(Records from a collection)

Start

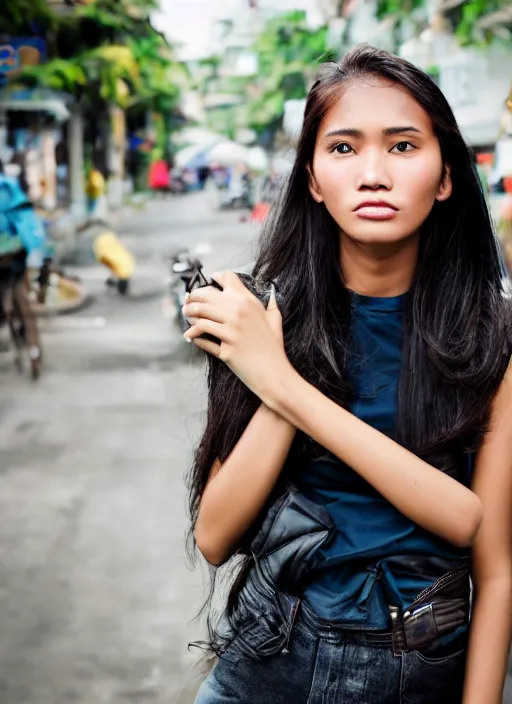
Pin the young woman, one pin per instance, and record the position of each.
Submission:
(386, 401)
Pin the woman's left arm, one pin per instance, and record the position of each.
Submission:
(421, 492)
(491, 623)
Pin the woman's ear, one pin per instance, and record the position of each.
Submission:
(445, 187)
(313, 186)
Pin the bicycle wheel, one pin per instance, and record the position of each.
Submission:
(17, 340)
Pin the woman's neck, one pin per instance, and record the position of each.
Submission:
(378, 269)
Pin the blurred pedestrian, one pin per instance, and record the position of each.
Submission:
(95, 189)
(356, 458)
(22, 238)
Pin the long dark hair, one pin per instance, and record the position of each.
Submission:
(455, 348)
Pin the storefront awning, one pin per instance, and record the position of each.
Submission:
(56, 108)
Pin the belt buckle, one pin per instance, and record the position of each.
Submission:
(420, 628)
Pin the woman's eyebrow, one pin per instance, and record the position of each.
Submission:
(389, 131)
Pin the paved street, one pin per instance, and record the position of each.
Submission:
(96, 595)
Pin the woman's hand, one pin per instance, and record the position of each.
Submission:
(251, 338)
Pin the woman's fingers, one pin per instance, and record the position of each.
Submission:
(207, 346)
(228, 279)
(204, 294)
(205, 326)
(193, 311)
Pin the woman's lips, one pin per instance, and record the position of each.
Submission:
(376, 212)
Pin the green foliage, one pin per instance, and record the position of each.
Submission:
(398, 9)
(113, 57)
(289, 54)
(468, 18)
(16, 15)
(469, 30)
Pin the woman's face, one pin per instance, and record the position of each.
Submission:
(377, 163)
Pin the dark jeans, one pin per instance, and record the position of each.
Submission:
(329, 666)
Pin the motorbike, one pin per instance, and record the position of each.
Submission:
(185, 275)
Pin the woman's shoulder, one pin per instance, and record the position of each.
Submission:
(258, 286)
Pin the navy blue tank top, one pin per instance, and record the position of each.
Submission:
(353, 582)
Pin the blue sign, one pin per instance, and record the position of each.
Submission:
(19, 53)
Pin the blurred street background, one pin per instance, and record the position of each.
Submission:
(149, 136)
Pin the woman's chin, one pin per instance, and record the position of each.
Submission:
(379, 236)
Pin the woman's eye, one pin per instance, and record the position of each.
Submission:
(404, 147)
(343, 148)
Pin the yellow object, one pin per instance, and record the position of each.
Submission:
(109, 251)
(95, 186)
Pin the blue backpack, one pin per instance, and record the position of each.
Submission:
(20, 227)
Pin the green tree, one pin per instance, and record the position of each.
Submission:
(289, 53)
(16, 16)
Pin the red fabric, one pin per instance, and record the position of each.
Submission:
(159, 175)
(260, 212)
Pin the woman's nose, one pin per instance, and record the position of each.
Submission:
(374, 173)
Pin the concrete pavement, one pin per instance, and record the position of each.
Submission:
(96, 594)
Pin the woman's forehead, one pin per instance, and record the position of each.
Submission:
(373, 103)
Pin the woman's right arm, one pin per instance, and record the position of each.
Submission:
(238, 489)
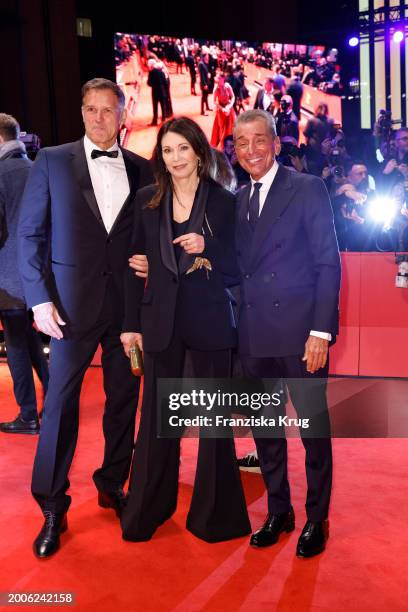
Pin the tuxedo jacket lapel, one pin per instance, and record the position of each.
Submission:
(166, 233)
(84, 179)
(132, 172)
(277, 200)
(245, 233)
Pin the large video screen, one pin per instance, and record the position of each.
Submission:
(163, 76)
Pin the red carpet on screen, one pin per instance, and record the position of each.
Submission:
(363, 567)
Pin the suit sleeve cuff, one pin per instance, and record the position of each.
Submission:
(323, 335)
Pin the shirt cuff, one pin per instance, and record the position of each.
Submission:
(323, 335)
(34, 308)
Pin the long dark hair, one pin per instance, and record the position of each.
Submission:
(196, 138)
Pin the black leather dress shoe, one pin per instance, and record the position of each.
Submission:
(19, 425)
(274, 525)
(112, 499)
(313, 539)
(48, 540)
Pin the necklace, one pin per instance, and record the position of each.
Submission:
(178, 199)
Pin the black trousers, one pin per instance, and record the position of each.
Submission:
(69, 360)
(218, 510)
(308, 401)
(24, 352)
(156, 100)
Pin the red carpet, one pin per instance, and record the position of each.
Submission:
(363, 568)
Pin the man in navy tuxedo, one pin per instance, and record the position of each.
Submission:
(75, 225)
(290, 269)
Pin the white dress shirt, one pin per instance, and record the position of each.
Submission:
(267, 181)
(109, 181)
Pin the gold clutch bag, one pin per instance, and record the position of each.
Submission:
(136, 361)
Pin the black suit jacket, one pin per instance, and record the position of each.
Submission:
(290, 267)
(198, 300)
(65, 253)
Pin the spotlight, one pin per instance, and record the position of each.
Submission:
(382, 210)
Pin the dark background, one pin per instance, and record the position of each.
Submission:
(44, 62)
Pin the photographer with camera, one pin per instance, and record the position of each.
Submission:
(392, 172)
(350, 208)
(287, 123)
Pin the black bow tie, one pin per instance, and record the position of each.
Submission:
(97, 153)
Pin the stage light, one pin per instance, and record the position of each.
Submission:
(382, 210)
(398, 36)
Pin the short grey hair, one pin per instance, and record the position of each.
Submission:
(9, 127)
(99, 83)
(255, 115)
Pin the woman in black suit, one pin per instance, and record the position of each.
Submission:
(184, 216)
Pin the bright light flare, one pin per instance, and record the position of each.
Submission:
(382, 210)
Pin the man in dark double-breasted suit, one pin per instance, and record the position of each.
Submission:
(290, 271)
(74, 229)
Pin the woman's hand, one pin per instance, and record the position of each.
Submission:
(140, 264)
(129, 339)
(193, 244)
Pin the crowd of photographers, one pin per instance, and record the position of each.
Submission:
(369, 195)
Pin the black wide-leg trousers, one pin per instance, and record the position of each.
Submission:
(69, 360)
(218, 509)
(310, 402)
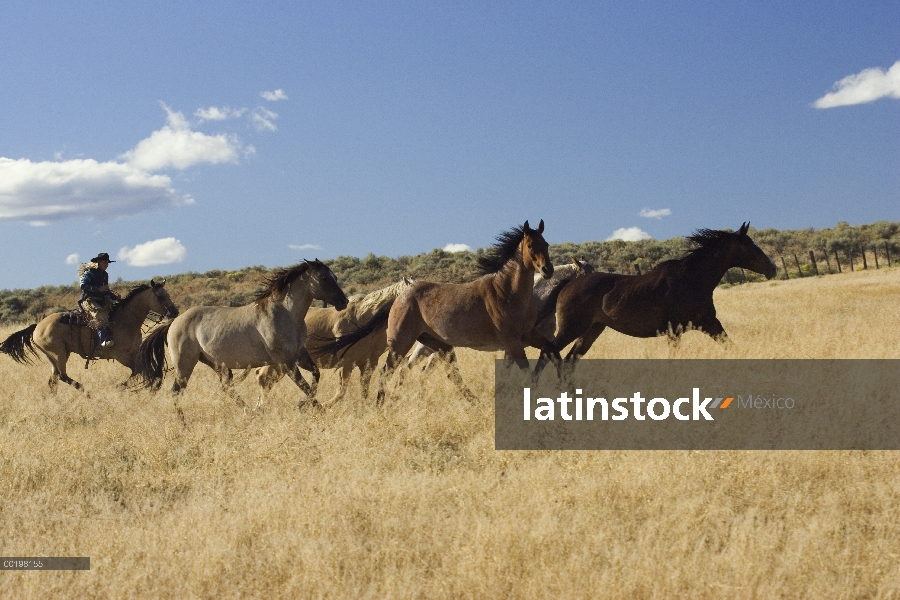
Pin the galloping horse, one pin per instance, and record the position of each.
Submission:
(494, 312)
(56, 337)
(269, 331)
(545, 294)
(326, 323)
(666, 300)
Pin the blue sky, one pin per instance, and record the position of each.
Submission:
(198, 136)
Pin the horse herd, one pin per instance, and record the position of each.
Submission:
(519, 300)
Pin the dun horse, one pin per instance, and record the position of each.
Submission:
(326, 323)
(56, 337)
(269, 331)
(668, 299)
(494, 312)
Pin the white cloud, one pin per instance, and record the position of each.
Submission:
(262, 119)
(175, 145)
(157, 252)
(214, 113)
(274, 95)
(43, 192)
(866, 86)
(657, 213)
(457, 248)
(629, 234)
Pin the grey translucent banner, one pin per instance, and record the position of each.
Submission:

End

Exercise
In the records above, find the line containing "Pin the crowd", then please restate it and each line after it word for word, pictures excluded.

Exercise result
Pin the crowd of photographers, one pin per instance, and record the position of each.
Submission:
(369, 195)
Pin the black wide-leg trousers, one pin per instance, and record the position of each.
Submission:
(69, 360)
(218, 509)
(310, 402)
Pin the galloping horse, one pin per instance, and record the position of each.
Submission:
(494, 312)
(56, 337)
(269, 331)
(545, 294)
(326, 323)
(666, 300)
Pin the blue sky, one pin per instance, and record the position of each.
Submission:
(198, 136)
Pin the horse herd, one pin per instance, and record the position of each.
Submission:
(519, 300)
Pin the dun horse, one pin per instance, and record the position of each.
Submission:
(326, 323)
(56, 337)
(269, 331)
(668, 299)
(494, 312)
Pin the white cloud, one pin per instance, and record the position of each.
Submission:
(262, 119)
(175, 145)
(157, 252)
(214, 113)
(274, 95)
(43, 192)
(866, 86)
(657, 213)
(457, 248)
(629, 234)
Pin the grey translucent banner, one pin per instance, and record the position of each.
Submission:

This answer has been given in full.